[Opening Study material section]

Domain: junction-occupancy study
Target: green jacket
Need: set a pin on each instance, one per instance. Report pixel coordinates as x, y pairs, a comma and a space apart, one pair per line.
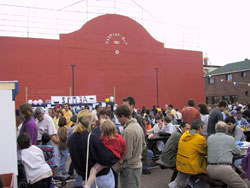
135, 141
170, 149
192, 150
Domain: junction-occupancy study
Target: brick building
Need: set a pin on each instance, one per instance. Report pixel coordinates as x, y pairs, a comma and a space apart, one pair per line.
230, 83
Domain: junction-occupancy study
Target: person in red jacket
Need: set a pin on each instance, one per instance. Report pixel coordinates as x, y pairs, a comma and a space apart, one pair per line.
113, 141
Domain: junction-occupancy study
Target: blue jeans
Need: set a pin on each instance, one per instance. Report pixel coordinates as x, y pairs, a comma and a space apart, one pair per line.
63, 160
55, 158
78, 180
105, 181
150, 156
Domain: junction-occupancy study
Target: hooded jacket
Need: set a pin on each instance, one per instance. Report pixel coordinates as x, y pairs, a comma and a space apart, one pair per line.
191, 153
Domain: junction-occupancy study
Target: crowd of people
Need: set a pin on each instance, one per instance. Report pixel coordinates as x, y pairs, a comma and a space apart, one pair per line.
104, 143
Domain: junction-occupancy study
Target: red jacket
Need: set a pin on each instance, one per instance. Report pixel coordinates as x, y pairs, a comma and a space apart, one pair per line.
117, 145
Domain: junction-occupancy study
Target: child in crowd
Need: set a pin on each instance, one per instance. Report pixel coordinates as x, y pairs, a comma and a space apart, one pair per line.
62, 145
112, 141
38, 172
48, 150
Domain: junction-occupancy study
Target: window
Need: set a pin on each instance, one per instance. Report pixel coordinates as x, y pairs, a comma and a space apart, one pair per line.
226, 98
244, 74
229, 77
215, 99
233, 98
210, 80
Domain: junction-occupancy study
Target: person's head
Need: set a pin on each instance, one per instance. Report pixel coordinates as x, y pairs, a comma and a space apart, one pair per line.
104, 114
198, 126
239, 114
146, 121
108, 128
66, 107
84, 119
98, 108
62, 121
39, 113
221, 127
23, 140
50, 111
123, 113
60, 113
203, 109
170, 107
158, 119
191, 102
25, 111
222, 105
73, 118
109, 107
184, 126
45, 138
230, 121
130, 101
167, 120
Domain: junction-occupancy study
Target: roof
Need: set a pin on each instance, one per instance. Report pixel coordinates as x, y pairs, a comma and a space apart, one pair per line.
232, 67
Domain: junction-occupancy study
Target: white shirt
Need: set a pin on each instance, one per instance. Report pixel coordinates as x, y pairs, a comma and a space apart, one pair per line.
169, 128
34, 163
45, 126
155, 129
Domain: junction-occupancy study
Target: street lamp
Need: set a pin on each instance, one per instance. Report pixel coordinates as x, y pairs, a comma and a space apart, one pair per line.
73, 79
157, 87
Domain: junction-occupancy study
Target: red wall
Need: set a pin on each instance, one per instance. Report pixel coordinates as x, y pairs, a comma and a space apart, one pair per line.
44, 65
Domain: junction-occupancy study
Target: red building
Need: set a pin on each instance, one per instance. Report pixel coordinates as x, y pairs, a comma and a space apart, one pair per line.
108, 51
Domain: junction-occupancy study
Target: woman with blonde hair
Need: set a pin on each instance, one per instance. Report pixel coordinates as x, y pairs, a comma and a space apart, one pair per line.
98, 153
29, 125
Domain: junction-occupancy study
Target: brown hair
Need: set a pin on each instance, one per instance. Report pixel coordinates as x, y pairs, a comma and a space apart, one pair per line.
108, 128
84, 119
26, 110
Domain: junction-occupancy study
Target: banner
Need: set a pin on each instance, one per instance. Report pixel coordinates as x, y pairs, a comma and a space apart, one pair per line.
73, 99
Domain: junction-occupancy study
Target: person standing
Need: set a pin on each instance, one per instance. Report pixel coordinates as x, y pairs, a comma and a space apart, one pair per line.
169, 152
29, 125
190, 161
98, 153
67, 114
131, 168
215, 116
221, 149
147, 154
189, 114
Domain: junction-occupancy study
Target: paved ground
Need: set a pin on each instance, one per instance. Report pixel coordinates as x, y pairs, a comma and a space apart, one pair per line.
157, 179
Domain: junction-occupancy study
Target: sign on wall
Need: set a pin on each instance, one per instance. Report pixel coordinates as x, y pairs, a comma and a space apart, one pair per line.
73, 99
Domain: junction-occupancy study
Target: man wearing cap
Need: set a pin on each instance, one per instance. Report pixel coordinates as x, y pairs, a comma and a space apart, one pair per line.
215, 116
221, 149
45, 124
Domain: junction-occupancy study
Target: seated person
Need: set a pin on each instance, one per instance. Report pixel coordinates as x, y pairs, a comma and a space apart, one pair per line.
158, 126
38, 172
221, 149
192, 150
168, 126
242, 122
233, 130
169, 152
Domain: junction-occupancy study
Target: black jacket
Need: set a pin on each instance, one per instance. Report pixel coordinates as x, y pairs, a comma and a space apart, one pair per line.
98, 153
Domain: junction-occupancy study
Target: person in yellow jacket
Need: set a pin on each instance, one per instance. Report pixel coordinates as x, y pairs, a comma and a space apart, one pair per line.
191, 160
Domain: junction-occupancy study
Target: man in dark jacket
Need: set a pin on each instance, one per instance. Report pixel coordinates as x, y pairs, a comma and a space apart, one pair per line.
170, 149
146, 154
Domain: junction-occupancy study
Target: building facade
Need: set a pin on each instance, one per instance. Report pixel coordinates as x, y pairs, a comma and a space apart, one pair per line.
230, 83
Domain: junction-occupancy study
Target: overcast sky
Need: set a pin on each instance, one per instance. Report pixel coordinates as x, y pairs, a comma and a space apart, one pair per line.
218, 28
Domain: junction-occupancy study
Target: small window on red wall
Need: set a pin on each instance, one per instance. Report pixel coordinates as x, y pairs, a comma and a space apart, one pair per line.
229, 77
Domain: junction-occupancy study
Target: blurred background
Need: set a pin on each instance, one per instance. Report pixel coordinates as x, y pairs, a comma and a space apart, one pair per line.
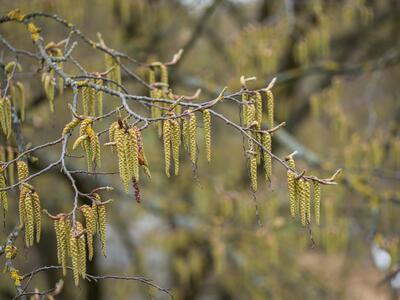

[Closing Study material section]

| What to do |
Retype, exactly as written, each line from the one containing "Target: overcast sky" through the end of the data above, and leave out every picture.

| Task response |
Target: overcast sky
Need: set a pin on each instance, one per instance. Report pixel coordinates as x, y pairs, a comma and a space apart, one pair per line.
218, 28
Domain: junction-occupancy study
Target: small window on red wall
Need: set a pin on each instance, one per instance. Report pixel coordinates as x, y pairs, a comma and a space apart, one pair per line.
229, 77
Domain: junction-occupancy study
Target: blurred background
Need: set a pin on each instance, one per instance. Report pixel coordinates as x, y pairs, a comma and a space apart, one pair per line.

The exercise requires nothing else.